Dive Brief:
- Mallinckrodt has received pushback from the Food and Drug Administration, which issued a Complete Response Letter for the specialty pharma's investigational drug stannsoporfin. The drug was under review for the treatment of babies born at 35 weeks of gestation or more who are at risk of developing severe jaundice.
- The letter shouldn't come as a surprise after an FDA advisory committee voted 21 to 3 earlier this year that the risk-benefit profile of stannsoporfin did not support approval.
- Mallinckrodt said it won't make a decision related to future stannsoporfin efforts or investment until it has met with regulators.
Dive Insight:
It's been a challenging few years for Mallinckrodt. The company faced litigation after one its subsidiaries, Questcor, sharply increased the price of Acthar Gel (repository corticotropin injection) and then acquired a competitor only to shelve it, creating a de facto monopoly.
Mallinckrodt also got caught up in investigations around opioid drug marketing and sales. Sales for its specialty and generics brands, meanwhile, are struggling.
Since then, Mallinckrodt spent 2017 rebuilding its pipeline, picking up InfaCare Pharmaceutical and stannsoporfin in August 2017 for $80 million upfront. Ocera Therapeutics was also brought on board in a November 2017 deal worth up to $117 million, before Mallinckrodt finished up the year with a $1.2 billion buy of Sucampo Pharmaceuticals.

### [QUESTIONS ON THE MATERIAL]
A – Using the Mallinckrodt article, mark each statement yes or no, and quote the words that decide it: (i) An FDA advisory committee voted 21 to 3 that stannsoporfin's risk-benefit profile did not support approval. (ii) Mallinckrodt acquired Sucampo Pharmaceuticals for $80 million upfront. (iii) Mallinckrodt has already decided to stop investing in stannsoporfin.
B – Write a continuation of the Mallinckrodt article, starting after its final sentence.
The material that comes after the Mallinckrodt article has no connection to it.

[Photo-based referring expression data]

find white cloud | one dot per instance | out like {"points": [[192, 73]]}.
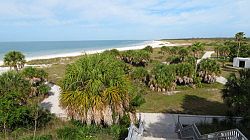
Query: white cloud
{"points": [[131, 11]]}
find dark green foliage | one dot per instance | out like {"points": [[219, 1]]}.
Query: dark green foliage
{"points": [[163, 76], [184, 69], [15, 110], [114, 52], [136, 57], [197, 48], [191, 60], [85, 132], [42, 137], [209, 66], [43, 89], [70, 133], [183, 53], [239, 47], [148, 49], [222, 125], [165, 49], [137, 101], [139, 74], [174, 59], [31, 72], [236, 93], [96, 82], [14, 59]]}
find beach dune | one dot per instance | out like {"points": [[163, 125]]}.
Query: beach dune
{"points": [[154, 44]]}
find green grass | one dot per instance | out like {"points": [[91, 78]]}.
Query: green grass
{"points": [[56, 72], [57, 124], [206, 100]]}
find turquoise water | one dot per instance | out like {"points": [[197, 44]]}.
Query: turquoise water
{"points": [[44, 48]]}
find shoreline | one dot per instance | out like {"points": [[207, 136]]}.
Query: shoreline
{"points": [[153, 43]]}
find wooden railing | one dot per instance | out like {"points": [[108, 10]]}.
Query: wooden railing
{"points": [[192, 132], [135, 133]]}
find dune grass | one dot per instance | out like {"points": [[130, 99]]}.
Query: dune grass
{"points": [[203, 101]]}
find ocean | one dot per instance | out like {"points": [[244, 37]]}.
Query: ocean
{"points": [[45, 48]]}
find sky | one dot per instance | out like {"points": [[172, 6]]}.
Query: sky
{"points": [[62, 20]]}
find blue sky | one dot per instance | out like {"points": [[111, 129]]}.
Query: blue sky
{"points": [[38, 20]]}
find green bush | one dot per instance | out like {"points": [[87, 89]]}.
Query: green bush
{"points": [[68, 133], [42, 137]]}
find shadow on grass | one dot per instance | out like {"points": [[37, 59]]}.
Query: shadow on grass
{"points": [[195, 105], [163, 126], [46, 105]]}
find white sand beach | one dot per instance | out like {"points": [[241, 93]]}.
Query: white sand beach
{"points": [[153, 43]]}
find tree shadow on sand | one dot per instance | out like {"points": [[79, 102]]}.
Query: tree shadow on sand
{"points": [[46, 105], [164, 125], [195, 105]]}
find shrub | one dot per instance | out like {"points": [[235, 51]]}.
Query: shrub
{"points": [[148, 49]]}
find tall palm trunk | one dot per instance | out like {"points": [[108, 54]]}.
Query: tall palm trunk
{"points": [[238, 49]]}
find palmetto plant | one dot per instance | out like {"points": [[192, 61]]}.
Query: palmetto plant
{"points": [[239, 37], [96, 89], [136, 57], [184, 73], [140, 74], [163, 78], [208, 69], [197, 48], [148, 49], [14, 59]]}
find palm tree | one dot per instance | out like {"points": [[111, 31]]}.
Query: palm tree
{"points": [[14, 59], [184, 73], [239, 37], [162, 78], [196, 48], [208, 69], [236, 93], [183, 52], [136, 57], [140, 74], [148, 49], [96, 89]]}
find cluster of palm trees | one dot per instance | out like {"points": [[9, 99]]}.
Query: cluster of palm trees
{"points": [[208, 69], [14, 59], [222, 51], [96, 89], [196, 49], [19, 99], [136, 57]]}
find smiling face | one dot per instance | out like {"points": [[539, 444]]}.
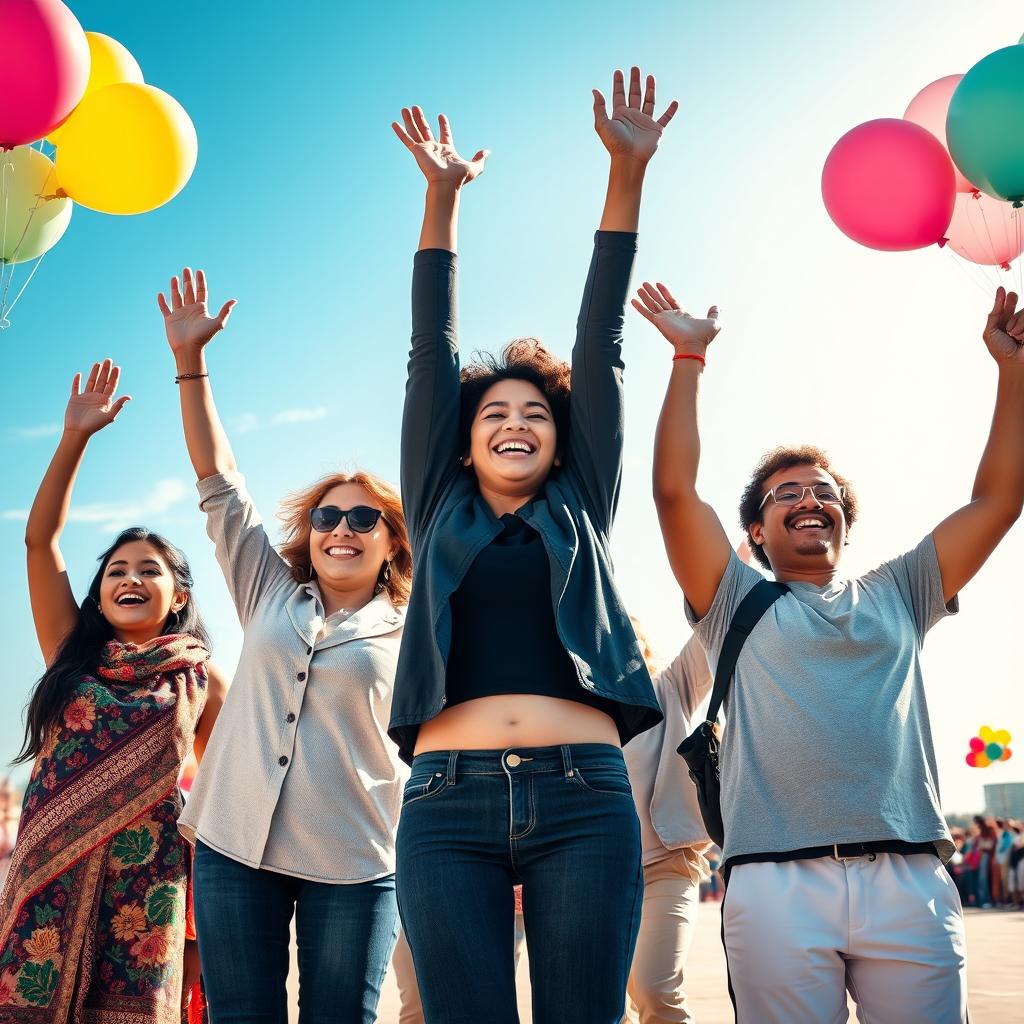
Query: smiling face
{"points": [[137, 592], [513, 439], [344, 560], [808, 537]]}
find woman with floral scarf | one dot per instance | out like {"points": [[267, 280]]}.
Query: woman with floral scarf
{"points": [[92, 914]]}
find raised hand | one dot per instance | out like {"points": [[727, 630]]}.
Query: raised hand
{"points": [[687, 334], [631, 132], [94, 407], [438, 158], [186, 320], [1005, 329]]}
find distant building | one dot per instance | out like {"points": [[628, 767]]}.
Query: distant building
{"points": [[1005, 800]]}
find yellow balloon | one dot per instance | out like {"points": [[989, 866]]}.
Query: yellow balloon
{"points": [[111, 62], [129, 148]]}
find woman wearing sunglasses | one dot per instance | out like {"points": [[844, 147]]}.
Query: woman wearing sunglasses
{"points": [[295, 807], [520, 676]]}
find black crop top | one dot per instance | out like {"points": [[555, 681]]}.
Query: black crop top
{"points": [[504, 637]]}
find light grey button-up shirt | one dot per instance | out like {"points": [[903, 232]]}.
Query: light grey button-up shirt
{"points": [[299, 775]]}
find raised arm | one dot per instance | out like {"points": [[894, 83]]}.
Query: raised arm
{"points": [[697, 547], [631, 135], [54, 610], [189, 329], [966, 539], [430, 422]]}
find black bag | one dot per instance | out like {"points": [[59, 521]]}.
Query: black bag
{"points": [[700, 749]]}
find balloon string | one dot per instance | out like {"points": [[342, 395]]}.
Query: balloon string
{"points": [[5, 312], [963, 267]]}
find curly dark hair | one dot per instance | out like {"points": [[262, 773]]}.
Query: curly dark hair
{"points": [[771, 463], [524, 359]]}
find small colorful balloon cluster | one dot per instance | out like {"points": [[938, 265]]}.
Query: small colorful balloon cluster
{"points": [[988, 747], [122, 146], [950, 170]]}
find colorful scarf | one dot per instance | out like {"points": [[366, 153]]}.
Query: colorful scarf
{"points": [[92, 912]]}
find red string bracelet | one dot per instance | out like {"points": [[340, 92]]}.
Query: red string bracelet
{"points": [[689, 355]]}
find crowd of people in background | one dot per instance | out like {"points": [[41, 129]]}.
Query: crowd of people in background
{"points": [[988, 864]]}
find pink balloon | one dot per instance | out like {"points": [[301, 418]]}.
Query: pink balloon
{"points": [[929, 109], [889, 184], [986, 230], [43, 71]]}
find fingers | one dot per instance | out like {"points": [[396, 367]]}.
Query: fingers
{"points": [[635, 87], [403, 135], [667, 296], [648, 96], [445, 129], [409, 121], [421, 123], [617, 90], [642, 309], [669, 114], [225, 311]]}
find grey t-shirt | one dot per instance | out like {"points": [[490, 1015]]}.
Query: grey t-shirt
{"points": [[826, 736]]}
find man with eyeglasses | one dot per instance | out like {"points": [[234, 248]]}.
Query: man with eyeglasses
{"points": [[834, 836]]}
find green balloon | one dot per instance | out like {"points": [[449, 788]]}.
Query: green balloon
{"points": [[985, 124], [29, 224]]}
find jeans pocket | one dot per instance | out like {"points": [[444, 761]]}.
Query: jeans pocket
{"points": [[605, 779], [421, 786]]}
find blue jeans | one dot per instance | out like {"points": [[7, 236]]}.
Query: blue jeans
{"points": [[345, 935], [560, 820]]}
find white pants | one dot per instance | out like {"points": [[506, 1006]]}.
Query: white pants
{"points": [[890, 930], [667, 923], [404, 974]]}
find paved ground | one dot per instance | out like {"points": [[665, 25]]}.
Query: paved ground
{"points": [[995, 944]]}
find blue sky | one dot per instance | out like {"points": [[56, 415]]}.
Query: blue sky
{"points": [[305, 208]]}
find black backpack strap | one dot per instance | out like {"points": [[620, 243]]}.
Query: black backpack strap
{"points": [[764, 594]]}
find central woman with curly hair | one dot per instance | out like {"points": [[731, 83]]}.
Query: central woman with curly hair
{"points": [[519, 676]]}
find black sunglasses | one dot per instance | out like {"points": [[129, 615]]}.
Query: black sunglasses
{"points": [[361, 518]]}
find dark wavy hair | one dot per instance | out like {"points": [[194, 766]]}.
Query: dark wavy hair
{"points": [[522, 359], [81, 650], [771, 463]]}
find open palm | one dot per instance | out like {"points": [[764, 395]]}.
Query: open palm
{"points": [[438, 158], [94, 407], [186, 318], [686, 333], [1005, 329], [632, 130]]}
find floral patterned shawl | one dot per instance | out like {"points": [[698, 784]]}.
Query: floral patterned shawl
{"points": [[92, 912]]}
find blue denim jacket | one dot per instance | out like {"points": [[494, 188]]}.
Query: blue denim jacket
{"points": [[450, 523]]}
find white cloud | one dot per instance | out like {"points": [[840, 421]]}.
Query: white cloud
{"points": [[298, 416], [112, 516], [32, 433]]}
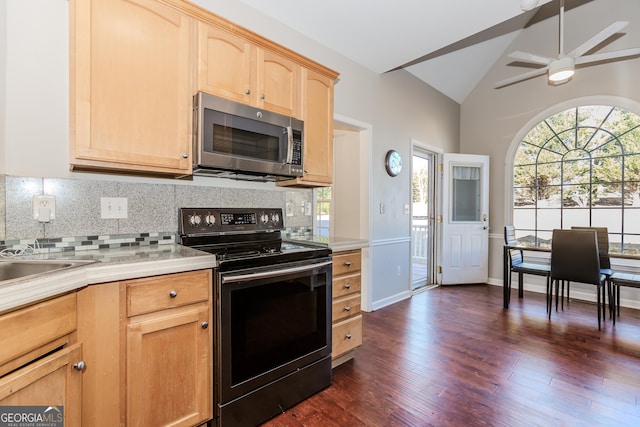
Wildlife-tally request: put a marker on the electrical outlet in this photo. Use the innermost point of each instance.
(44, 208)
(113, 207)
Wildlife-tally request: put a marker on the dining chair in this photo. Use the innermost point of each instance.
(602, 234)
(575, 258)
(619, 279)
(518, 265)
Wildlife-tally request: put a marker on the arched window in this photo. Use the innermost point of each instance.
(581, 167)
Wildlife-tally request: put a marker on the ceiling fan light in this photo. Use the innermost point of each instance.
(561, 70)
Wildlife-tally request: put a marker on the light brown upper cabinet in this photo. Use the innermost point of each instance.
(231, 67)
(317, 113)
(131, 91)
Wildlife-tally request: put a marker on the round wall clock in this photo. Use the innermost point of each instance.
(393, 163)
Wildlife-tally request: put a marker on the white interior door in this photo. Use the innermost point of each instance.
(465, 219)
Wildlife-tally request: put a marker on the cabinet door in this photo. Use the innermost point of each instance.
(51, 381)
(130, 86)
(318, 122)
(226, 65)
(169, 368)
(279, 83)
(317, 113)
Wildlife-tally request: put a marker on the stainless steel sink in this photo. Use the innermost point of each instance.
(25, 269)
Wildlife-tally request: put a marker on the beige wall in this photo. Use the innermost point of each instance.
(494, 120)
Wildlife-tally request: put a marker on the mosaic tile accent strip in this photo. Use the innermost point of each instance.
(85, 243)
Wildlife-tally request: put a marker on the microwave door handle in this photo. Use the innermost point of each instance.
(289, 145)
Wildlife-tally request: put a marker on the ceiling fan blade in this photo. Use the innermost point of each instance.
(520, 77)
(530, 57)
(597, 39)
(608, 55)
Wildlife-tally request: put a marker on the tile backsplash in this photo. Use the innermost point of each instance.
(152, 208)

### [ANSWERS FOR THE TASKS]
A –
(i) Yes: "an FDA advisory committee voted 21 to 3 earlier this year that the risk-benefit profile of stannsoporfin did not support approval"
(ii) No: "a $1.2 billion buy of Sucampo Pharmaceuticals"
(iii) No: "Mallinckrodt said it won't make a decision related to future stannsoporfin efforts or investment until it has met with regulators."

B –
Yet Mallinckrodt's hopes for stannsoporfin aren't panning out — at least for the moment — as the company has a CRL to take care of.
"The letter from the FDA was not unexpected following the outcome at the recent Advisory Committee meeting," said Steven Romano, Mallinckrodt's chief scientific officer, in a statement. "We are evaluating the Agency's guidance and will request a meeting with the FDA in the coming months to discuss potential paths forward."
The future is now unclear for stannsoporfin. Following the committee meeting, Mallinckrodt said it was "evaluating alternatives for this development program." And in announcing its rejection letter, the company said the FDA had offered guidance "regarding areas of further evaluation for resubmitting" stannsoporfin, but noted that any further steps will be dependent on its meeting with regulators.